**指示内容 a:** 下記のリストから、文字列「tree」を含む行をすべて特定し、書き写してください。大文字と小文字は区別されます。

::: 本文 :::

昨日は12:00-20:30でコエダイr合唱団にお世話になりました。
コエダイr合唱団はヴォーカルパフォーマーの徳久ウィリアムさんが主宰されている、特殊発声を専門とする合唱団です。
ブルガリアンヴォイス特別講座
12-14時はブルガリアンヴォイスのスペシャリスト、井尻真樹子さんをお招きしての講座でした。
井尻さんの講座は数年前にも受講しましたが、その時は確か30人以上の参加者がいて、今回は少人数での講座だったのでより濃密に受講することができました。
昨年ブルガリアンヴォイスのグループの来日公演を聴きに行って、精緻なアンサンブルに感銘を受けましたが、それを基礎練から体験でき、エッセンスをいただいて参りました。
ユニゾンから和音が展開し、半音を含む不協和音を経過してユニゾンに戻るハーモニーの繊細さは、民族音楽というよりはクラシックの現代合唱に通じるものがあると思いました。
楽譜を少しいただいたので誰か音出しして遊びませんか?
徳久さんのお陰でインド古典声楽やら声明やら学ばせていただいて、やはり自分としてはそれをどうしても特殊ネウマの解釈に結びつけようとする思考が働くのですが、今回のブルガリアンヴォイスのシステムはインド音楽のそれに近いものがあるんじゃないかと思いました。
両方ドローンの重要度が高く、ドローンに対してどういう音程関係を作っていくかというのがキモになっているし、ブルガリアンヴォイスの音階もインド音楽のシステムできっと説明出来るだろうなと。
そういう場合第7旋法から第4旋法に転旋?とか思うよりも、基本「レ」で最後だけ「コーマルレ」になるんやな、と思った方がスッキリします。
かと思えば、詩編唱に上声を足したオルガヌムの発想に似てるなあと思ったり。
音の選び方が違うので全然別物に聞こえますが、構造そのものはほんとよく似てます。

:::

**指示内容 b:**
次の(i)～(iii)がそれぞれ上の本文の内容と一致するかを「はい」または「いいえ」で答え、判断の根拠となる本文の語句を正確に引用してください。
(i) 井尻真樹子さんの講座は12時から14時に行われた。
(ii) 今回の講座の参加者は30人以上であった。
(iii) コエダイr合唱団は井尻真樹子さんが主宰している。

::: 参照資料 :::

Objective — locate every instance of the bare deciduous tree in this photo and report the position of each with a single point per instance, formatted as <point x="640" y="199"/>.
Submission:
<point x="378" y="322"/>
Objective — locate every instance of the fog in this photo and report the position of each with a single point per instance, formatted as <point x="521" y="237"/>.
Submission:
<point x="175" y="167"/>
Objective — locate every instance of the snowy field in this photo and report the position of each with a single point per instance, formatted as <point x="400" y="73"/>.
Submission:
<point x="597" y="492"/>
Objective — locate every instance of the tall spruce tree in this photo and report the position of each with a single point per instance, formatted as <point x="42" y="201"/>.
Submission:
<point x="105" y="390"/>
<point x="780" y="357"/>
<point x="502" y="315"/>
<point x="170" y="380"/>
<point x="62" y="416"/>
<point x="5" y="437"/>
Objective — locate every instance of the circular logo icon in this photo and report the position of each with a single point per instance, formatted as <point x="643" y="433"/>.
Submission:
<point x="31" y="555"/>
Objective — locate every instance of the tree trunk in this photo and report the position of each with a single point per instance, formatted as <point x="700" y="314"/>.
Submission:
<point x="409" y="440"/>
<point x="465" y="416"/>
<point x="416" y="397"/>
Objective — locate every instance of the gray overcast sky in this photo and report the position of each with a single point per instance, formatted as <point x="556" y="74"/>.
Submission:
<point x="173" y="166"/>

:::
::: 参照資料 :::

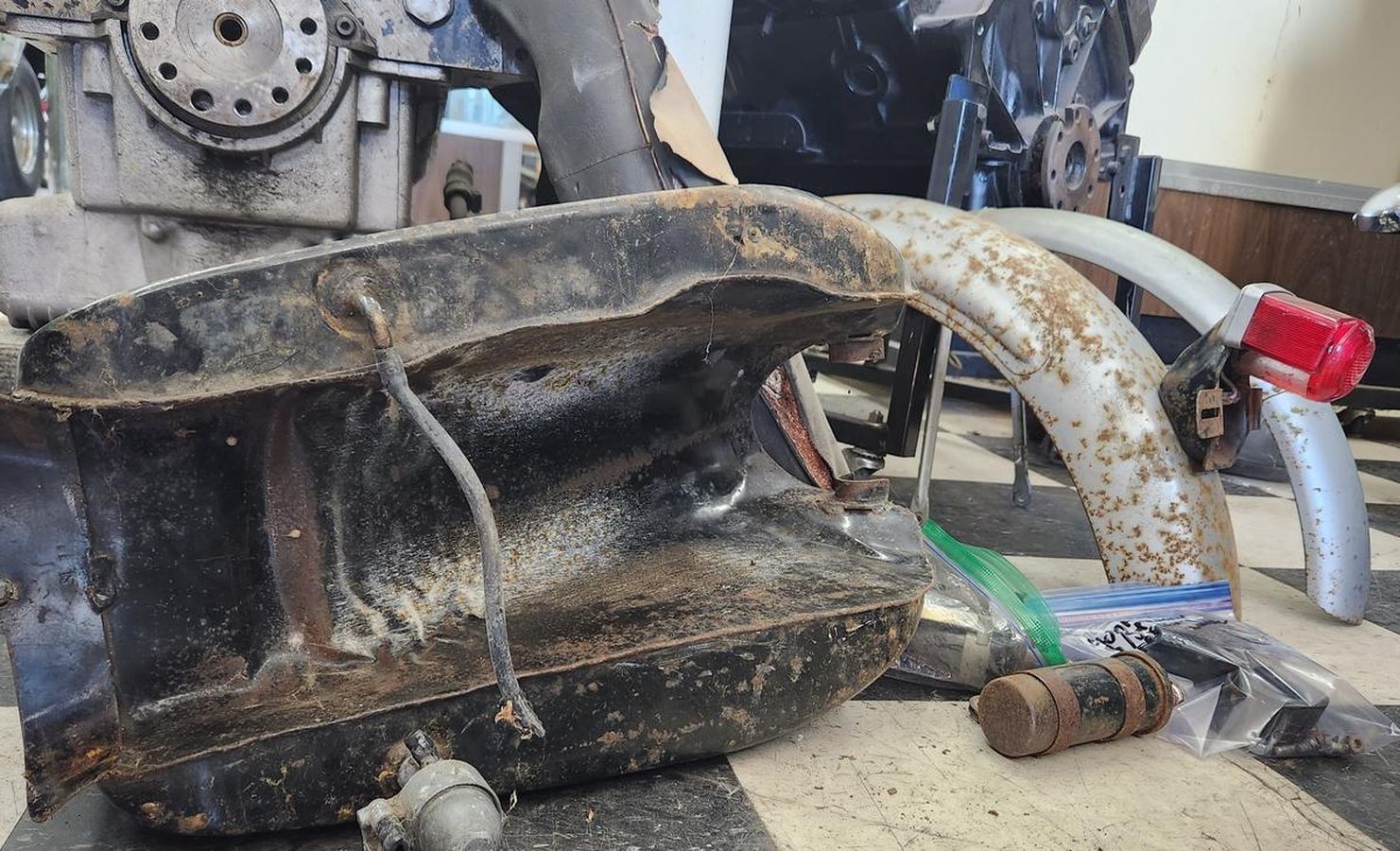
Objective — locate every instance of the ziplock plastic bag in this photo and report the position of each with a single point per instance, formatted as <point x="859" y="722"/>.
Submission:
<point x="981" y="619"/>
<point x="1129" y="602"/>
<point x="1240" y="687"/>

:::
::: 参照資料 :::

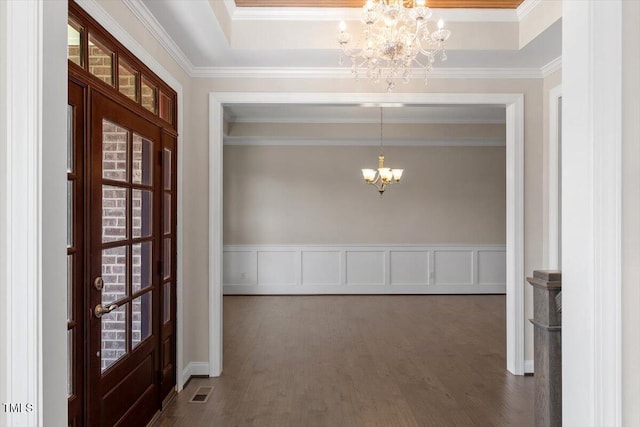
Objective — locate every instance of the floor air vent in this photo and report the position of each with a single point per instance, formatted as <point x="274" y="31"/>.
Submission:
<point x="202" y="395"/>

:::

**解答 a:**
Objective — locate every instance of the bare deciduous tree in this photo and report the position of each with a single point per instance, formatted as <point x="640" y="199"/>.
Objective — locate every instance of the tall spruce tree in this photo and report the position of each with a single point per instance, formatted as <point x="42" y="201"/>.
Objective — locate every instance of the tree trunk in this photo and report the position of each with a single point per instance, formatted as <point x="700" y="314"/>.

**解答 b:**
(i) はい。「12-14時はブルガリアンヴォイスのスペシャリスト、井尻真樹子さんをお招きしての講座でした。」
(ii) いいえ。「今回は少人数での講座だった」
(iii) いいえ。「コエダイr合唱団はヴォーカルパフォーマーの徳久ウィリアムさんが主宰されている」